## Directions for this task
Quote precisely the final stretch of the listing: start at the line containing "of the upper" and stop after the last line.

»»

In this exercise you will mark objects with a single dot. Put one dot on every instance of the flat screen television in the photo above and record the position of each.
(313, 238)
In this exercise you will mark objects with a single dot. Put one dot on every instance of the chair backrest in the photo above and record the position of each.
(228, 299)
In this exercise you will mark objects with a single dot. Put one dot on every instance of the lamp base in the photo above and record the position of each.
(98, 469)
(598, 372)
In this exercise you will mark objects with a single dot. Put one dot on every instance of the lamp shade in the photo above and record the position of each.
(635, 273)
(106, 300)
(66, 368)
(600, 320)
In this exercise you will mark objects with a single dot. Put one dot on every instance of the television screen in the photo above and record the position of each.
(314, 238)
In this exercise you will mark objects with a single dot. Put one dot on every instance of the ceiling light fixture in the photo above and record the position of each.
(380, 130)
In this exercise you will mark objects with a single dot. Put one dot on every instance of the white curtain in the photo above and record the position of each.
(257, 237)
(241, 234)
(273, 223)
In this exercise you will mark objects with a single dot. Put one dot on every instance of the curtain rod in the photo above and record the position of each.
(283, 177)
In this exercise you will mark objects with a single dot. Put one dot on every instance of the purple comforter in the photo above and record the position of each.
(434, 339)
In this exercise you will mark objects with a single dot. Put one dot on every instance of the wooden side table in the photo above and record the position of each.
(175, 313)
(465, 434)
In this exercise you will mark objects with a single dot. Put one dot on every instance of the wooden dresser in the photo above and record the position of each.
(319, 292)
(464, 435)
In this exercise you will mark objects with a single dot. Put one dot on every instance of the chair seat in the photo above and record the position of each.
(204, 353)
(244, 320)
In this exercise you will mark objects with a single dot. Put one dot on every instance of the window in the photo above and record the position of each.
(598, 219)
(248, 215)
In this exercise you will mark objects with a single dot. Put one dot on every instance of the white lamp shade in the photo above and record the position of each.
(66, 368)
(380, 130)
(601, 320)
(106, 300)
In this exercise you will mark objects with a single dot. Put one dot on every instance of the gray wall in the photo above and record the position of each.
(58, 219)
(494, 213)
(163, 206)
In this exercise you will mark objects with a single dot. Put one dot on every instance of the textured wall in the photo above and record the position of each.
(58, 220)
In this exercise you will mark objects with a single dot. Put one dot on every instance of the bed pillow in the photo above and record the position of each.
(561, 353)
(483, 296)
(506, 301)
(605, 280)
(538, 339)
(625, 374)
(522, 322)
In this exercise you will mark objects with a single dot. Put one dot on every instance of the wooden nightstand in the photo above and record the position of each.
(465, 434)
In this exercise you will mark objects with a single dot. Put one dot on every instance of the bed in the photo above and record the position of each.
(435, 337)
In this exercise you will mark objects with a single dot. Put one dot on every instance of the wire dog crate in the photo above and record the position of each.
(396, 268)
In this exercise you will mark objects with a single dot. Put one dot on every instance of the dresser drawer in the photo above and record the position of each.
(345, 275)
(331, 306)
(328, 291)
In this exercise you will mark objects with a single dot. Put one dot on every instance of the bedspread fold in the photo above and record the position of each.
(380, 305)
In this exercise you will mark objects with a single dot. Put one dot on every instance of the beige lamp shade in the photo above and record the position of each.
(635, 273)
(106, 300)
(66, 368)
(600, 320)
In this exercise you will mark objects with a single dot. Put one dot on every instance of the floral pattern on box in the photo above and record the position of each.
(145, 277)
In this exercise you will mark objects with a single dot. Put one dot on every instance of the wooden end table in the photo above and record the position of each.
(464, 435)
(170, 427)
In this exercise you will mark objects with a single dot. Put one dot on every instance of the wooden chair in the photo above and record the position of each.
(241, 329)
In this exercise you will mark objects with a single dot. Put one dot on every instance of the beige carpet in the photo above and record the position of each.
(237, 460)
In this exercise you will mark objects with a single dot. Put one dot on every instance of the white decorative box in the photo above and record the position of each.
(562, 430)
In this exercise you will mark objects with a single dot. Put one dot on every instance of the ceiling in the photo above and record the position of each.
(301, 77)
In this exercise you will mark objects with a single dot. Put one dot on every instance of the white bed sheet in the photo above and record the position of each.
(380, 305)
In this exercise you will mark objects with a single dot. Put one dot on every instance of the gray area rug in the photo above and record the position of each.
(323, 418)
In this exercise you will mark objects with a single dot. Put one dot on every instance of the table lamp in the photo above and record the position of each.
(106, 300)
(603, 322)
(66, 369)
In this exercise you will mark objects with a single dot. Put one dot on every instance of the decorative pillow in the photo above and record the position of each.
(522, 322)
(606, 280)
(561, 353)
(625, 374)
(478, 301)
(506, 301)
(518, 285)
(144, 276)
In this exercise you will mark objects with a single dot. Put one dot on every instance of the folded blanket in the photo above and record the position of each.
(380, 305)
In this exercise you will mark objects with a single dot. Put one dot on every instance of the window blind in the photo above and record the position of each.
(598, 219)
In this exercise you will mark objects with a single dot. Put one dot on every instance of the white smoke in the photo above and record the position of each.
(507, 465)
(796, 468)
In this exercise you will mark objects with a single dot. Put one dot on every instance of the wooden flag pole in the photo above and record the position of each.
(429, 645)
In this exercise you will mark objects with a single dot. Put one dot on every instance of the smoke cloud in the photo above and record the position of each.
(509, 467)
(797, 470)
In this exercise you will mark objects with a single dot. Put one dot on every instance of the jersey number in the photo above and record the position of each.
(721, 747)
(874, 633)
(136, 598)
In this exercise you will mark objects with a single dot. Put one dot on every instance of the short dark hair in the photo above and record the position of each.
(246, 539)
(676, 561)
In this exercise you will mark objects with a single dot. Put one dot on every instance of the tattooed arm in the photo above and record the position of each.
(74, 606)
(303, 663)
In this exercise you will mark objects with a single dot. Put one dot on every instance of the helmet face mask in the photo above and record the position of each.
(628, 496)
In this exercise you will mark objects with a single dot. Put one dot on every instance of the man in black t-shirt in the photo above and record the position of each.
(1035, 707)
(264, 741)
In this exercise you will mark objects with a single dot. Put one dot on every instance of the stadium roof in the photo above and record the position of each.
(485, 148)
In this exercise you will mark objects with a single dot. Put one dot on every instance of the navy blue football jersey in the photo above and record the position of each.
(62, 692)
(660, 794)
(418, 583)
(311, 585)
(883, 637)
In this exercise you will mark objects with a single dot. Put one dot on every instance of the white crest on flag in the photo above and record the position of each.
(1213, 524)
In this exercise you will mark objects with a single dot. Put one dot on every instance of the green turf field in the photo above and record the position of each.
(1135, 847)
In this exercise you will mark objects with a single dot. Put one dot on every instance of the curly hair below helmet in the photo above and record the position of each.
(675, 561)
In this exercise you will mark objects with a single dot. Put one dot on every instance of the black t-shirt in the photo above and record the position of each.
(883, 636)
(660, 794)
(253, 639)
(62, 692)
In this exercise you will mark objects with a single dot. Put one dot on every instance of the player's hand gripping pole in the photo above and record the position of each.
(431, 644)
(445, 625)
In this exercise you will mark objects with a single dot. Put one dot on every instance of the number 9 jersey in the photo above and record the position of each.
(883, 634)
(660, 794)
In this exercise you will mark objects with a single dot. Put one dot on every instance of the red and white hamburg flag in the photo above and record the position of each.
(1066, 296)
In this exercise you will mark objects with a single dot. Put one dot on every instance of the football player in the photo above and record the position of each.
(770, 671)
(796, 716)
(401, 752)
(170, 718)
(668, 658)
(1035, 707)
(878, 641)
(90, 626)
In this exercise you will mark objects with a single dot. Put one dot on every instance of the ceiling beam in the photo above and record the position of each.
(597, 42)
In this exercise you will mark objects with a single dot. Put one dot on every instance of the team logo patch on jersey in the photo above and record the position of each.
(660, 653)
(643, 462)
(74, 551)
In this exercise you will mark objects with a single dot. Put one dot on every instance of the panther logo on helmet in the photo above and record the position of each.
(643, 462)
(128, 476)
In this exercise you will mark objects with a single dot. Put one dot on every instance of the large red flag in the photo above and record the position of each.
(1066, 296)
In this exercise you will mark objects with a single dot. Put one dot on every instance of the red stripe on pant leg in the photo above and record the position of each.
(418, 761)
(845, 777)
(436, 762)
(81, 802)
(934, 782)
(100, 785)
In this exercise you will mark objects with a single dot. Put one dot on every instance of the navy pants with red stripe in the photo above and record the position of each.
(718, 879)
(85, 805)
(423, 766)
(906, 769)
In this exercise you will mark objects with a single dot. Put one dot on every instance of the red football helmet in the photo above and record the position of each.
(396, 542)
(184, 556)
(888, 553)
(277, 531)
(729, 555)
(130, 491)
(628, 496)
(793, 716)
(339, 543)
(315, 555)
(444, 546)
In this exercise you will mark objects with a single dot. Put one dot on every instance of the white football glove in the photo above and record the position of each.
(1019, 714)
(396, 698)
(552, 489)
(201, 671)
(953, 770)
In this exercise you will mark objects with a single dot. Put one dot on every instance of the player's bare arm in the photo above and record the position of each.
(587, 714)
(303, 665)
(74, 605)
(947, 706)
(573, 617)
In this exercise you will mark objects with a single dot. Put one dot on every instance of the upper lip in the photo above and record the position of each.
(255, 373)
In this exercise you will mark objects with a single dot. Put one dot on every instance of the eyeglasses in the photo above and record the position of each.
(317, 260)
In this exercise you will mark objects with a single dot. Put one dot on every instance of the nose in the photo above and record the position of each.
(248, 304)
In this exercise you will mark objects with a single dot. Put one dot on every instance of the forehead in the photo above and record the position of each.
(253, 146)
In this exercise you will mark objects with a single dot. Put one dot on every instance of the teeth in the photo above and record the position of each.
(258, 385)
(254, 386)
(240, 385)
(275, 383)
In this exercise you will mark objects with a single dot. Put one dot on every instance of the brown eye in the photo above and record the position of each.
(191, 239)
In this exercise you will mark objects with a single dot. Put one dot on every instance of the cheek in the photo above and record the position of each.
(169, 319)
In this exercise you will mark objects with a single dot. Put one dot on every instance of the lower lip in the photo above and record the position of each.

««

## Finished answer
In this exercise you will mark objects with a single dot. Put one dot on every instance of the upper lip in the photo above and record the position of each.
(255, 373)
In this exercise you will mark objects with a single dot. Put one dot on every instance of the eyeglasses in the photo above and record the position of each.
(317, 260)
In this exercise you will mark objects with a single dot. Put one dot on every instance of the nose in the photo above and record the position of each.
(248, 304)
In this exercise you will mark objects with a single dot. Put one dot on every instance of the forehead in the photo above and record the position of each.
(253, 146)
In this exercise you will mark objects with a single dot. Put one dot on every instance of the teeth in the photo above and record the position of each.
(258, 385)
(254, 386)
(240, 385)
(275, 383)
In this exercise you will mark objects with a single dot. Put one dot on every instance of the brown eye in the photo above and record the position of each.
(191, 239)
In this exercise you will mark objects with a single dot. Put one dot on every instance of the cheek in the photo above and record the position of each.
(169, 319)
In this exercise you will mark objects with a single dot. Put one dot on every instance of the lower lip in the photo above and record the position of each.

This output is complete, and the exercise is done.